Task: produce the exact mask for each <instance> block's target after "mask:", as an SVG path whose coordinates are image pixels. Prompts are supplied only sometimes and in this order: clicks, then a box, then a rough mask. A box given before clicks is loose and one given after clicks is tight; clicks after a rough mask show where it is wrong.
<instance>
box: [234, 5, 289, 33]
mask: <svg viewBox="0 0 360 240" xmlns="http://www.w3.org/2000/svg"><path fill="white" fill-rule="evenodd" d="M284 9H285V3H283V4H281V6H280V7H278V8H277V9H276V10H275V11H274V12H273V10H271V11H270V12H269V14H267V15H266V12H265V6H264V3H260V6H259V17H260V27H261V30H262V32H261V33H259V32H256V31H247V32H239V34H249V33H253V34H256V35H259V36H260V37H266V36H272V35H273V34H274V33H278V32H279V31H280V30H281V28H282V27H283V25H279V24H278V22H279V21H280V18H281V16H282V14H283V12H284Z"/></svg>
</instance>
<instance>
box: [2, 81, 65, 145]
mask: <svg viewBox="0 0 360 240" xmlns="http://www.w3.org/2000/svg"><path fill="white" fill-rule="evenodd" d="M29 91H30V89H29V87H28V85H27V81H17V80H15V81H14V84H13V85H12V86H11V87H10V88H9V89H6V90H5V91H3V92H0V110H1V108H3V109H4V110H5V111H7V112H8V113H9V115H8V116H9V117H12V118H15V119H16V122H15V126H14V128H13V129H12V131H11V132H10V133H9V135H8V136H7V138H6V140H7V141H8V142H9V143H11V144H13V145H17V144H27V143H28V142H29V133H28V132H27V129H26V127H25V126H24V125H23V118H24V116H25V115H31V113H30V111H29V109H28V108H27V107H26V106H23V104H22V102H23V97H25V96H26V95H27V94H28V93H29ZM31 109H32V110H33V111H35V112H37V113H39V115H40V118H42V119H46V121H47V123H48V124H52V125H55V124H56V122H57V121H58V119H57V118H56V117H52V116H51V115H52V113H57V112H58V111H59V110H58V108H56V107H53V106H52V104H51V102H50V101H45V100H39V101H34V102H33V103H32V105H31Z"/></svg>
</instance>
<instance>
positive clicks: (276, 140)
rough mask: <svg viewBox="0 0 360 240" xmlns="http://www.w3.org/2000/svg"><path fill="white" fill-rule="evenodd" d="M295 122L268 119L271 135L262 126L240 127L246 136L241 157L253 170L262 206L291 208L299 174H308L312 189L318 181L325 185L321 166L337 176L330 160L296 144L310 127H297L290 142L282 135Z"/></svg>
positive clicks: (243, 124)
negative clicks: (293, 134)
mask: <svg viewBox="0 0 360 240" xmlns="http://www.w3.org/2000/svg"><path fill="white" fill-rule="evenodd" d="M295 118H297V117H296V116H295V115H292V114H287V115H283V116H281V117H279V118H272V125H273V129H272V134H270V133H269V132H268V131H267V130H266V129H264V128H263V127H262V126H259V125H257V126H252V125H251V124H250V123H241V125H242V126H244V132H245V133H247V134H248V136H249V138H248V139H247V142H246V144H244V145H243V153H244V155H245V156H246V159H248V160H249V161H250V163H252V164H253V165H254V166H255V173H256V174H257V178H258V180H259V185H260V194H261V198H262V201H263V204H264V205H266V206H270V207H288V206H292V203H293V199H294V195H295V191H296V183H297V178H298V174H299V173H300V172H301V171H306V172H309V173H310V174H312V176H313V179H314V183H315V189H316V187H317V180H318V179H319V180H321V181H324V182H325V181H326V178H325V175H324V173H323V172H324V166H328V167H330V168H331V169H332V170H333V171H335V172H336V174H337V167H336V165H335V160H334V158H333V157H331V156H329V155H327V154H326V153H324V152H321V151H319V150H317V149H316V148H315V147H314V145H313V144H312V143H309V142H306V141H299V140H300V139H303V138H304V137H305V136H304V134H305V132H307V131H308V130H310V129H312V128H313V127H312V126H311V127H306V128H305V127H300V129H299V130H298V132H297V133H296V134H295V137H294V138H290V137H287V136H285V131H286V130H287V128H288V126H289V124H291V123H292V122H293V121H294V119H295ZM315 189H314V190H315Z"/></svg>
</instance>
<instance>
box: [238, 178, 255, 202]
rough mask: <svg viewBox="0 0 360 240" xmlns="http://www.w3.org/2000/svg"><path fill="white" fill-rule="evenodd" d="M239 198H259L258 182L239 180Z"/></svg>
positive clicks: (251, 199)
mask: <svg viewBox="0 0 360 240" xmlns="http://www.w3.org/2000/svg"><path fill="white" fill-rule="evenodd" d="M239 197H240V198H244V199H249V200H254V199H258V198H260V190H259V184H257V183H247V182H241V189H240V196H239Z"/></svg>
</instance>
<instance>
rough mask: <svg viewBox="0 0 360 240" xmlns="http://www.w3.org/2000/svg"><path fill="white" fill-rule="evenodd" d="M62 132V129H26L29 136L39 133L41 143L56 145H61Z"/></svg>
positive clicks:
· · · · · · ·
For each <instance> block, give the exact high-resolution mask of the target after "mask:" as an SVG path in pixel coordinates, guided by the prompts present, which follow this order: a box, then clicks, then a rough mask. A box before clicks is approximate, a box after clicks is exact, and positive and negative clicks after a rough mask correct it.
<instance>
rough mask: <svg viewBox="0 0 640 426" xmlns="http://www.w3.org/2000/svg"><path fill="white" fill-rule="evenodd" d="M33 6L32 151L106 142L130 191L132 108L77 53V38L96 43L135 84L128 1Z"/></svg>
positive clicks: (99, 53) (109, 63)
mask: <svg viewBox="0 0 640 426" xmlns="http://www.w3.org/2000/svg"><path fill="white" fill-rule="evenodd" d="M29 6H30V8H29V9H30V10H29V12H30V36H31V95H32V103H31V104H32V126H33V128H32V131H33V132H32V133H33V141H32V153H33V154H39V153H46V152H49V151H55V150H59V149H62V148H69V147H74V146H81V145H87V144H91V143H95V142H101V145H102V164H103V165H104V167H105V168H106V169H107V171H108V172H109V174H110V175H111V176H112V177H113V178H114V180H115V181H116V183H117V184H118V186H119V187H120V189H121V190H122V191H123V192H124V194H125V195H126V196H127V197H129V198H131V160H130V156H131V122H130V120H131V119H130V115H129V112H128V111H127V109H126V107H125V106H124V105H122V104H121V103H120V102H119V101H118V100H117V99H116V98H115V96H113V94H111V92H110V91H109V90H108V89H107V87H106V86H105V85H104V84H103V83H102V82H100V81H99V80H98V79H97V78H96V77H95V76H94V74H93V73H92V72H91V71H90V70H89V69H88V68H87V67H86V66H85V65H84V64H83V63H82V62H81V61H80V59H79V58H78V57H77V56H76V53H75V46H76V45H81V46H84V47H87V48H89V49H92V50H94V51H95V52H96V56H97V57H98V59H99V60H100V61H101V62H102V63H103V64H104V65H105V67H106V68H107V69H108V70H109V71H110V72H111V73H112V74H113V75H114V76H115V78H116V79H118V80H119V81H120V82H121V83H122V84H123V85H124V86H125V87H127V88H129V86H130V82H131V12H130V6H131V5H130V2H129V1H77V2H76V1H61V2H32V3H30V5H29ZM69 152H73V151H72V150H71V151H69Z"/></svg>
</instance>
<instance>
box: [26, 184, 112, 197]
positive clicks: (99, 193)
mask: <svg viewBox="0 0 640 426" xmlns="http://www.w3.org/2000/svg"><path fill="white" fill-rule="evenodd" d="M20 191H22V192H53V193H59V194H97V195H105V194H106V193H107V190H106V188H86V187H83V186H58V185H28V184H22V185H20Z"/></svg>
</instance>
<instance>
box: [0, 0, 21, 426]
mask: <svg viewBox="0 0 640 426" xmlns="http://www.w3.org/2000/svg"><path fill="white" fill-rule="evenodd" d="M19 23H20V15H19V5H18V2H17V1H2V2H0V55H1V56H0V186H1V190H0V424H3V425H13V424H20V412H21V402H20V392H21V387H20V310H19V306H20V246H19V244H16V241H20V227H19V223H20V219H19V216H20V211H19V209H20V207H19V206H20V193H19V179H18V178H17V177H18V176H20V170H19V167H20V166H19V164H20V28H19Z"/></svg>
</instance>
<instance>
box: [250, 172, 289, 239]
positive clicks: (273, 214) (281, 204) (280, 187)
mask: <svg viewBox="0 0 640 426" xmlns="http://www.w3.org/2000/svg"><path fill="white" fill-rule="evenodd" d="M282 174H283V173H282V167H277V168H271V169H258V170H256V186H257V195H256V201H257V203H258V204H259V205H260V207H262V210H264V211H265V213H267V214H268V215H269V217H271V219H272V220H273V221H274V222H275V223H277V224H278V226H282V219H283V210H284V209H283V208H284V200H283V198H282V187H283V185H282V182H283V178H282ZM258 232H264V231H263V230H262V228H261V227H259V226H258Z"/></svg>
· · · · · · ·
▶ **WORK REQUIRED**
Look through the entries and return every line where "target" appears.

▶ **WRITTEN ANSWER**
Task: produce the exact mask for each <instance> block's target after "mask:", as an SVG path whose coordinates are image pixels. Prompts are supplied only sometimes and in this order: clicks, then a box, then a rough mask. A box given before clicks is loose and one given after clicks is tight; clicks after a rough mask show where it is wrong.
For each <instance> block, give the exact high-resolution mask of the target after "mask:" as an SVG path in pixel coordinates, guided by the prompts present, which follow this order: a box, then clicks, then a rough mask. A box before clicks is approximate, a box after clicks is exact, and positive and negative clicks after a rough mask correct it.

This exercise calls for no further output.